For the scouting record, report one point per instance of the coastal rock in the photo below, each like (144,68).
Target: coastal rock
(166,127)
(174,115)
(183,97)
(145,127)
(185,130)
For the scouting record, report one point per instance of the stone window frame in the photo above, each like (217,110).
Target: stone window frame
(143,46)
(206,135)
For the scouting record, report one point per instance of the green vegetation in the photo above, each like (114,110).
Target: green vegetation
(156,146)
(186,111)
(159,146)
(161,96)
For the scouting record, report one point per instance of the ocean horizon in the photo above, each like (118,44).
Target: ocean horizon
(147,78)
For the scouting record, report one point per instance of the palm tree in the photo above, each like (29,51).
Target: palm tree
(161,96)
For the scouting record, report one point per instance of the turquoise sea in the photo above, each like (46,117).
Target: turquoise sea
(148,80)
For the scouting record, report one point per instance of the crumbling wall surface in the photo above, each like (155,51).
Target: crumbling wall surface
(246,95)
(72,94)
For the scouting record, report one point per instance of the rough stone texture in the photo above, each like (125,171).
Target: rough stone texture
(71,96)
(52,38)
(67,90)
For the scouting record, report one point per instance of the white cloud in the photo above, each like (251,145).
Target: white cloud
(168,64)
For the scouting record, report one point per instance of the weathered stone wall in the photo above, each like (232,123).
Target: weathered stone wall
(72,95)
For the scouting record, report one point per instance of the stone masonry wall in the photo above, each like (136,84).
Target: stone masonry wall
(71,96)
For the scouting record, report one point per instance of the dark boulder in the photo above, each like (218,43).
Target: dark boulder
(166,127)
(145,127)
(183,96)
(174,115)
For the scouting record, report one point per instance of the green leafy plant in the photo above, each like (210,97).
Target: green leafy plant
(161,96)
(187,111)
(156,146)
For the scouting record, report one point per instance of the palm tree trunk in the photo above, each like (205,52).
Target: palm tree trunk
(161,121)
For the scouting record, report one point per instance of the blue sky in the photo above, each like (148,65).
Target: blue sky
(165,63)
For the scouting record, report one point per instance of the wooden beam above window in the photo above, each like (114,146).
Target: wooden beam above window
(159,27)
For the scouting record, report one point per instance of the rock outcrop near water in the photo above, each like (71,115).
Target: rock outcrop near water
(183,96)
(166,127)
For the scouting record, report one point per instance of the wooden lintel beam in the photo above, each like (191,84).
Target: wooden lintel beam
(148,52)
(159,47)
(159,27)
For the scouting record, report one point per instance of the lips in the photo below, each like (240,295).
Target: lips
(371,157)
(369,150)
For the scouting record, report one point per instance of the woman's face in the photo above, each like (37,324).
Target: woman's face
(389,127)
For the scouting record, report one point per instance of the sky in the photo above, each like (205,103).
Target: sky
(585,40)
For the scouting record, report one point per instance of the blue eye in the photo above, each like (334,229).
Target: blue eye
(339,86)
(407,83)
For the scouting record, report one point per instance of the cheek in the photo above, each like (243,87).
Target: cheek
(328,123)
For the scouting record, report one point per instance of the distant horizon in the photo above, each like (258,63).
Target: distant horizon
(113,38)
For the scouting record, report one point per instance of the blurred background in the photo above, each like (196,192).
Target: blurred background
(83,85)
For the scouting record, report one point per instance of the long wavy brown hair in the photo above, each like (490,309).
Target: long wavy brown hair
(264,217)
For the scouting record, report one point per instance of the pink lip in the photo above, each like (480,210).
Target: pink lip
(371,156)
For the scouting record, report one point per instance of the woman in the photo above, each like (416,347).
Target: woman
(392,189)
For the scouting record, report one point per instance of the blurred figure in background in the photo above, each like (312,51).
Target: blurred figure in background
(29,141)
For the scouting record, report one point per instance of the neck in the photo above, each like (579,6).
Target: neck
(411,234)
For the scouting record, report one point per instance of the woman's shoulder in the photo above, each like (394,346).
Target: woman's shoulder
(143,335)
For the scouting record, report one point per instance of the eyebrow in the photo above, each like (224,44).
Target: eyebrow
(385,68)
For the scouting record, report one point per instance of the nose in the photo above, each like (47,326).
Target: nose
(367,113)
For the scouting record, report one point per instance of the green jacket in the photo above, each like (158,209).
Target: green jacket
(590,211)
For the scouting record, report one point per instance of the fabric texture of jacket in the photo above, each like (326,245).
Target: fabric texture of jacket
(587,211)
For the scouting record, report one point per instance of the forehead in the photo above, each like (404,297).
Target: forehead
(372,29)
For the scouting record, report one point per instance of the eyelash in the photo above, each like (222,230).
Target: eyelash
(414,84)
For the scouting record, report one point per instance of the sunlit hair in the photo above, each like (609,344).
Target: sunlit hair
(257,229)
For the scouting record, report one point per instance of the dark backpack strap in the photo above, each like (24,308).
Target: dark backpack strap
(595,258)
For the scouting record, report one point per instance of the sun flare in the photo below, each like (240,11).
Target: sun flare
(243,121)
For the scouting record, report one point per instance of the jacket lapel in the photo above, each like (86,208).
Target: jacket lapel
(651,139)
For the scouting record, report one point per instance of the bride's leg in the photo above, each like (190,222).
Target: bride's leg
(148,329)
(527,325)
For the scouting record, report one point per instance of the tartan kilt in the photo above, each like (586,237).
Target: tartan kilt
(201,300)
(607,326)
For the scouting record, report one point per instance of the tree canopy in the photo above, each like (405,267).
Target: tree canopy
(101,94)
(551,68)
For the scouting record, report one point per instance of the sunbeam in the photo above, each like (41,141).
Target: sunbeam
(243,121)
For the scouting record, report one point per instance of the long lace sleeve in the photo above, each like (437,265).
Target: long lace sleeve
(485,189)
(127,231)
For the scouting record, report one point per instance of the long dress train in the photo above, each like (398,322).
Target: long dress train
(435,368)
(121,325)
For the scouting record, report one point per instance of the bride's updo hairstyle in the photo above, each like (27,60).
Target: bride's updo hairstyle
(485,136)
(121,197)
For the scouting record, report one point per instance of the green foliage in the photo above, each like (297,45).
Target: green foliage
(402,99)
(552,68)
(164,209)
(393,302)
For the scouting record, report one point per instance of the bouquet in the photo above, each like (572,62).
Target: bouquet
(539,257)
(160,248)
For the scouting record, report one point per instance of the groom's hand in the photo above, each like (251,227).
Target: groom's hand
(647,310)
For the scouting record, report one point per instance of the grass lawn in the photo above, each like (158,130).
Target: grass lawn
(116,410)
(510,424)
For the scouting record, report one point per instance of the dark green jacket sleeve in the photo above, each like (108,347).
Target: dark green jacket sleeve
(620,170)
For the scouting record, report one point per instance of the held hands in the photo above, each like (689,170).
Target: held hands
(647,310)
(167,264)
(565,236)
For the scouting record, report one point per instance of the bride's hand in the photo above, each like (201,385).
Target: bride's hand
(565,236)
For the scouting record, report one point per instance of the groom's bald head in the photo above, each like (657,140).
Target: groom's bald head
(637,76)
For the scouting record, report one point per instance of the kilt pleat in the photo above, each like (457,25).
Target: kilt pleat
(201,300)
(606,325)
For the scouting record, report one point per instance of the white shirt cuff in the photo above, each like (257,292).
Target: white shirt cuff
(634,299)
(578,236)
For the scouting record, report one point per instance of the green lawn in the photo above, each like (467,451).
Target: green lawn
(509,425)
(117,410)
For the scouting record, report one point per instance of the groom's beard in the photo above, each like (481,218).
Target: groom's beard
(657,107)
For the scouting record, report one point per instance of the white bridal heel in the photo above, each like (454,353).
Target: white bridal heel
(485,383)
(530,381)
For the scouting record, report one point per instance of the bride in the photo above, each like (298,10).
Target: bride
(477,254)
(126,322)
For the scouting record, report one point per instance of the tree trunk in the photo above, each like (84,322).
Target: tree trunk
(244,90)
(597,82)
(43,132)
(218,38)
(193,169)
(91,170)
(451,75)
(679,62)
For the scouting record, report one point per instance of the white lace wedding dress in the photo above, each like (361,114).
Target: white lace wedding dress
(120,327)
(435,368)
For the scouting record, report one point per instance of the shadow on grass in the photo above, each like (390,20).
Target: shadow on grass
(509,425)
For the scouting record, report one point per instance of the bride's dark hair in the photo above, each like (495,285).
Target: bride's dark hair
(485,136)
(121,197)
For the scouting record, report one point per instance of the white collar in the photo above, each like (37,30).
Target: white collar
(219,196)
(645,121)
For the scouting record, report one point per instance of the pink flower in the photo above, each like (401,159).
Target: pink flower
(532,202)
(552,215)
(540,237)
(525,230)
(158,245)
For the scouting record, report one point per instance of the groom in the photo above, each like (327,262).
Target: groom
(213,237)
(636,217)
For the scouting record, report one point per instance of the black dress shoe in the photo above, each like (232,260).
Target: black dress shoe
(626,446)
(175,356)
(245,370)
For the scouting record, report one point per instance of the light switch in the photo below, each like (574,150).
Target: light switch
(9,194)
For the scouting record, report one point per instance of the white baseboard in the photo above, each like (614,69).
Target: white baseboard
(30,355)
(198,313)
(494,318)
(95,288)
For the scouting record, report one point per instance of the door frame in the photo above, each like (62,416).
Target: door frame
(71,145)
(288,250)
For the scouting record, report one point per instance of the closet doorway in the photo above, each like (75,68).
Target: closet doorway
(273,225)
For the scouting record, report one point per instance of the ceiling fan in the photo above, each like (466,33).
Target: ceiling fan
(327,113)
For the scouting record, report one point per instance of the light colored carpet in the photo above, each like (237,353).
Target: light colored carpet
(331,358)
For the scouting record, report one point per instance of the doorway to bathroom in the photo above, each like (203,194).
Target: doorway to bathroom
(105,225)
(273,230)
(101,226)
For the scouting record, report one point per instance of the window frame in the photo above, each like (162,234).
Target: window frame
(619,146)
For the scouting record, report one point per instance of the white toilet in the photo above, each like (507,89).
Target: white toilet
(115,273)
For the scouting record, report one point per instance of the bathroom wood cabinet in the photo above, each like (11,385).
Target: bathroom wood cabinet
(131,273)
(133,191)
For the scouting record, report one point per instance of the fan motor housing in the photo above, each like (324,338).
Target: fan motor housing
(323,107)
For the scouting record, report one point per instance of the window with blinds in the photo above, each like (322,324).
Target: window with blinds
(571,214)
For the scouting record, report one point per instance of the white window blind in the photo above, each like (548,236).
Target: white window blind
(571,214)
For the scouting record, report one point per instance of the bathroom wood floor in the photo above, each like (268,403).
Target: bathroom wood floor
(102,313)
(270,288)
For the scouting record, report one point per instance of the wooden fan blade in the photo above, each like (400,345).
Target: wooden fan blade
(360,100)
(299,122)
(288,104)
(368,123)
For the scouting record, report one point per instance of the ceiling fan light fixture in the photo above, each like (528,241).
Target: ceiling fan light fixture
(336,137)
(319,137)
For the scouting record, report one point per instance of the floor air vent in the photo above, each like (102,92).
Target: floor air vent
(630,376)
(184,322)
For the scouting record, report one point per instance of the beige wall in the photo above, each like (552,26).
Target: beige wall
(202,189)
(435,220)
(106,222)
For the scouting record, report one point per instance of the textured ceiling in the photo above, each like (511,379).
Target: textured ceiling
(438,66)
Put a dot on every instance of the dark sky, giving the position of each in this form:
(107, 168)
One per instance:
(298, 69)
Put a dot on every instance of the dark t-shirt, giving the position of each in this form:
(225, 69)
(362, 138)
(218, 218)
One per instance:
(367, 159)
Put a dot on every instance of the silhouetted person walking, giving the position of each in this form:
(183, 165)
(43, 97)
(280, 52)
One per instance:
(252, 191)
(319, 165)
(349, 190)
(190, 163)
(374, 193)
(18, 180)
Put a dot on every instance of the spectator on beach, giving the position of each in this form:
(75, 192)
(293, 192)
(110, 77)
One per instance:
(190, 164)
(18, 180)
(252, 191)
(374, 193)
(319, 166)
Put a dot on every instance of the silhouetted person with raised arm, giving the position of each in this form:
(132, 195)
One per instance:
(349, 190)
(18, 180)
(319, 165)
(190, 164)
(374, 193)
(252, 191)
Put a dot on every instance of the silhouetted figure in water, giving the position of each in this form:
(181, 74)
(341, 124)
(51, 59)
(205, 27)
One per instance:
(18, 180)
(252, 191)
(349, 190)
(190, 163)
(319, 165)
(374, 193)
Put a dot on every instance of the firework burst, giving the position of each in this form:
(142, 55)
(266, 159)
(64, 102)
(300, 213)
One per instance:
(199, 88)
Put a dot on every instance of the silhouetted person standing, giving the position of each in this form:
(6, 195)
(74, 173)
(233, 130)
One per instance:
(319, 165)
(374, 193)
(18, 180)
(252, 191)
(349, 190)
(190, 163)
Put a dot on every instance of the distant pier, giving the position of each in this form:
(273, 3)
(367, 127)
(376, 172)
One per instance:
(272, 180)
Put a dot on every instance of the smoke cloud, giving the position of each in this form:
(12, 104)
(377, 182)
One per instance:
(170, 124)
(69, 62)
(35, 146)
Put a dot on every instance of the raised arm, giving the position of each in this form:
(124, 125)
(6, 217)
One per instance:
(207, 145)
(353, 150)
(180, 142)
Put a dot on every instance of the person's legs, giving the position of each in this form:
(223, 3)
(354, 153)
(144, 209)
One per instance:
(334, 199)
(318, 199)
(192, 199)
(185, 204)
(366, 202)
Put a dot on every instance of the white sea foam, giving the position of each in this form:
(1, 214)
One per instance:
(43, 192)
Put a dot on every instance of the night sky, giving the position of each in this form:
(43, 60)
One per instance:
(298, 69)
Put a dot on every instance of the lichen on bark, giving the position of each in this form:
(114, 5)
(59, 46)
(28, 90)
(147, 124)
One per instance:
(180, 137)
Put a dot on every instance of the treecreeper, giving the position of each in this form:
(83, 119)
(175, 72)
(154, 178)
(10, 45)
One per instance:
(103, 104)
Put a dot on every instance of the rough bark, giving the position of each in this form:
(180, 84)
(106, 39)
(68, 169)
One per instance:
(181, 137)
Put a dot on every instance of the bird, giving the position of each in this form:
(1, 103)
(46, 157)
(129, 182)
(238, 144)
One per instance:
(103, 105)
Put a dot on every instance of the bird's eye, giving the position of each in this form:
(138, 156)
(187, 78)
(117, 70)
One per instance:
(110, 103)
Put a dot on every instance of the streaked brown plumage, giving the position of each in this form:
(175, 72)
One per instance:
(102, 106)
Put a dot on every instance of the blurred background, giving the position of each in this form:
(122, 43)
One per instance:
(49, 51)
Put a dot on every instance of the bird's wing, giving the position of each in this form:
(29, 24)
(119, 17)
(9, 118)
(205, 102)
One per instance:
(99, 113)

--- What you have to do ---
Your response should be the lines above from the first to the one containing "each like (210,97).", inclusive, each given exactly.

--- Answer box ---
For the scouting record, report one point per instance of the coastal rock in the photo below, each like (144,68).
Target: coastal rock
(166,127)
(174,115)
(183,97)
(145,127)
(185,130)
For the scouting record, report one point per instance of the stone window frame in the photo above, each like (217,110).
Target: stone window frame
(143,46)
(206,135)
For the scouting record, report one point per instance of the green vegetation in the photo above, each like (114,110).
Target: green vegetation
(156,146)
(186,111)
(159,146)
(161,96)
For the scouting record, report one point per instance of the ocean horizon in the photo above, each like (118,44).
Target: ocean horizon
(147,78)
For the scouting record, report one point per instance of the palm tree in the photo above, each like (29,51).
Target: palm tree
(161,96)
For the scouting record, report one point per instance of the turquoise sea in the photo above, each like (46,117).
Target: turquoise sea
(148,80)
For the scouting record, report one point per instance of the crumbling wall surface in the photo above, each like (155,51).
Target: crumbling wall surface
(246,95)
(72,94)
For the scouting record, report one point per instance of the rough stone texture in the photo above, each like (125,171).
Target: rough stone texture
(71,96)
(52,38)
(67,90)
For the scouting record, report one point per instance of the white cloud in the photo above, each like (251,145).
Target: white cloud
(168,64)
For the scouting record, report one point per instance of the weathered stone wall in the photo above, each like (232,123).
Target: weathered stone wall
(72,95)
For the scouting record, report one point per instance of the stone masonry wall in the photo above, each like (136,84).
Target: stone masonry wall
(71,96)
For the scouting record, report one point per instance of the dark boulder in the photo above, each like (218,43).
Target: dark boulder
(166,127)
(145,127)
(183,96)
(174,115)
For the scouting record, report one point per instance of the green leafy plant in the photo above, each like (210,97).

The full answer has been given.